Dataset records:

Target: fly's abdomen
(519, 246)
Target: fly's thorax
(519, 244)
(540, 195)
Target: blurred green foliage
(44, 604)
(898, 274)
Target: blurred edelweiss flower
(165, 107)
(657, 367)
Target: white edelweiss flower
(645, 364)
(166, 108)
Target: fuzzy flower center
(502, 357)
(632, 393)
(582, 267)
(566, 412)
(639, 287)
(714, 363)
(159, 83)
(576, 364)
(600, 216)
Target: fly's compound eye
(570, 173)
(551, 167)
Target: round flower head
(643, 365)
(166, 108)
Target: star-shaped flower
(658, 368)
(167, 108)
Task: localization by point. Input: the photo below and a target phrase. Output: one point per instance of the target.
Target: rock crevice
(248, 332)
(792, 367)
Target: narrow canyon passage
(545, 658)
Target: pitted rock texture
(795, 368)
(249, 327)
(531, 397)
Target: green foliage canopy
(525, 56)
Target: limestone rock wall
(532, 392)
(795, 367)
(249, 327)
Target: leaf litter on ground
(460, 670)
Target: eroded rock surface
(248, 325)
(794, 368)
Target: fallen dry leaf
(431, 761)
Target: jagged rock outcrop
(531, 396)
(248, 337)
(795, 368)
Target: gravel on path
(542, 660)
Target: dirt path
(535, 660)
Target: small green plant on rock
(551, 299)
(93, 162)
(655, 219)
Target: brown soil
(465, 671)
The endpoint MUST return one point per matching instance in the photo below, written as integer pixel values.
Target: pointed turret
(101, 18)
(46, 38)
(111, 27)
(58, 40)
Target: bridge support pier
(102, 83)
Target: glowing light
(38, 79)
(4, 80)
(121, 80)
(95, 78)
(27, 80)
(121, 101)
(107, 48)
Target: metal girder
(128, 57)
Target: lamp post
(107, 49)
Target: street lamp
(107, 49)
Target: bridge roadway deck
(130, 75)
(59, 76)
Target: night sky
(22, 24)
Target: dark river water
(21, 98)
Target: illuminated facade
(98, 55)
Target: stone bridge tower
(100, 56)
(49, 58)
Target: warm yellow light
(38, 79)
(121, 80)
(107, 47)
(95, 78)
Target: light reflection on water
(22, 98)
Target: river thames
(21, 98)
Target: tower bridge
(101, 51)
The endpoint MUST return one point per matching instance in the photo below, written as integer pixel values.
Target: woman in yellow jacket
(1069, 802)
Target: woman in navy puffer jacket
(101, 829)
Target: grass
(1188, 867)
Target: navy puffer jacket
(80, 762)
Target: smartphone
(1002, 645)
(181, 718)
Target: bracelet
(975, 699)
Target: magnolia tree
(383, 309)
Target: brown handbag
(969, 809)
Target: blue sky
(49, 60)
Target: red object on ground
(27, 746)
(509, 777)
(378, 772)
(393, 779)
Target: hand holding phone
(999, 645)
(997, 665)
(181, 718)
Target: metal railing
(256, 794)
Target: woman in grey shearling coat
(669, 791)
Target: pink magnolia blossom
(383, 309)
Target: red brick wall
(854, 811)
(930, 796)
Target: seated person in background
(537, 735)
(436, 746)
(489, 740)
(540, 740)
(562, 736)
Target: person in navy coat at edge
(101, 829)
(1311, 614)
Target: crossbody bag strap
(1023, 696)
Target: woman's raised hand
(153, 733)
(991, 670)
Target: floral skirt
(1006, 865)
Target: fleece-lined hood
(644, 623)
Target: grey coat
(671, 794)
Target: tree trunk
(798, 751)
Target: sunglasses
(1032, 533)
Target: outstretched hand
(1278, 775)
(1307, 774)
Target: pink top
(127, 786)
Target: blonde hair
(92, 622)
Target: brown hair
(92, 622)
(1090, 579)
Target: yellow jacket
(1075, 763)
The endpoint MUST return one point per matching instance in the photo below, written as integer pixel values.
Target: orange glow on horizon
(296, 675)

### Exercise directions
Edit the records above so that each "edelweiss" becomes "alpine", with everything else kept the same.

### Complete output
Target: fly's abdomen
(519, 246)
Target: fly's thorax
(519, 244)
(540, 195)
Target: blurred green foliage
(44, 604)
(898, 274)
Target: blurred alpine flower
(165, 107)
(657, 367)
Target: white alpine flower
(645, 364)
(166, 108)
Target: fuzzy flower center
(502, 357)
(632, 393)
(582, 267)
(566, 412)
(639, 287)
(714, 363)
(159, 83)
(576, 364)
(600, 216)
Target: fly's compound eye
(570, 173)
(551, 167)
Target: round flower head
(643, 365)
(166, 108)
Target: star-shaped flower
(658, 368)
(167, 108)
Task: localization by point. Input: the photo below and a target phrase. Output: one point per instance of the target.
Target: rock crevice
(248, 332)
(792, 367)
Target: narrow canyon passage
(545, 658)
Target: pitted rock texture
(795, 368)
(249, 327)
(531, 397)
Target: green foliage canopy
(525, 56)
Target: limestone rock wall
(532, 392)
(795, 367)
(249, 327)
Target: leaf litter on ground
(460, 670)
Target: eroded rock surface
(248, 325)
(794, 368)
Target: fallen dry leaf
(431, 761)
Target: jagged rock outcrop
(531, 396)
(248, 337)
(795, 368)
Target: gravel on path
(542, 660)
Target: dirt path
(535, 660)
Target: small green plant on rock
(551, 299)
(93, 162)
(655, 219)
Target: brown soil
(465, 671)
The endpoint MUST return one point per matching instance in the photo below, written as integer pixel values.
Target: pointed turret
(101, 18)
(46, 38)
(111, 27)
(58, 40)
Target: bridge support pier
(102, 83)
Target: glowing light
(38, 79)
(4, 80)
(121, 80)
(95, 78)
(27, 80)
(121, 101)
(107, 48)
Target: metal girder
(128, 57)
Target: lamp post
(107, 49)
Target: street lamp
(107, 49)
Target: bridge roadway deck
(130, 75)
(59, 76)
Target: night sky
(22, 24)
Target: dark river water
(21, 98)
Target: illuminated facade
(98, 55)
Target: stone bridge tower
(100, 56)
(49, 58)
Target: warm yellow light
(38, 79)
(121, 80)
(107, 47)
(95, 78)
Target: light reflection on water
(22, 98)
Target: river thames
(21, 98)
Target: tower bridge
(101, 51)
The endpoint MUST return one point per matching instance in the photo below, written as integer pixel values.
Target: woman in yellow jacket
(1069, 802)
Target: woman in navy puffer jacket
(101, 829)
Target: grass
(1188, 867)
Target: navy puffer jacket
(80, 762)
Target: smartphone
(1002, 645)
(181, 718)
Target: bracelet
(975, 699)
Target: magnolia tree
(383, 309)
Target: brown handbag
(969, 809)
Target: blue sky
(49, 60)
Target: red object on ground
(27, 746)
(509, 777)
(378, 772)
(393, 779)
Target: hand holding phone
(999, 645)
(997, 665)
(181, 718)
Target: metal railing
(256, 794)
Target: woman in grey shearling coat
(669, 791)
Target: pink magnolia blossom
(383, 309)
Target: red brick wall
(854, 811)
(930, 796)
Target: seated person in background
(537, 735)
(436, 746)
(489, 740)
(540, 740)
(562, 736)
Target: person in navy coat at edge
(101, 829)
(1311, 614)
Target: crossbody bag strap
(1023, 696)
Target: woman's raised hand
(153, 733)
(991, 670)
Target: floral skirt
(1006, 865)
Target: fleece-lined hood
(644, 623)
Target: grey coat
(671, 794)
Target: tree trunk
(798, 751)
Target: sunglasses
(1032, 533)
Target: outstretched hand
(1278, 775)
(1307, 774)
Target: pink top
(127, 786)
Target: blonde hair
(92, 622)
Target: brown hair
(92, 622)
(1090, 579)
Target: yellow jacket
(1075, 763)
The endpoint MUST return one point per matching instance in the photo below, written as integer pixel values.
Target: orange glow on horizon
(296, 675)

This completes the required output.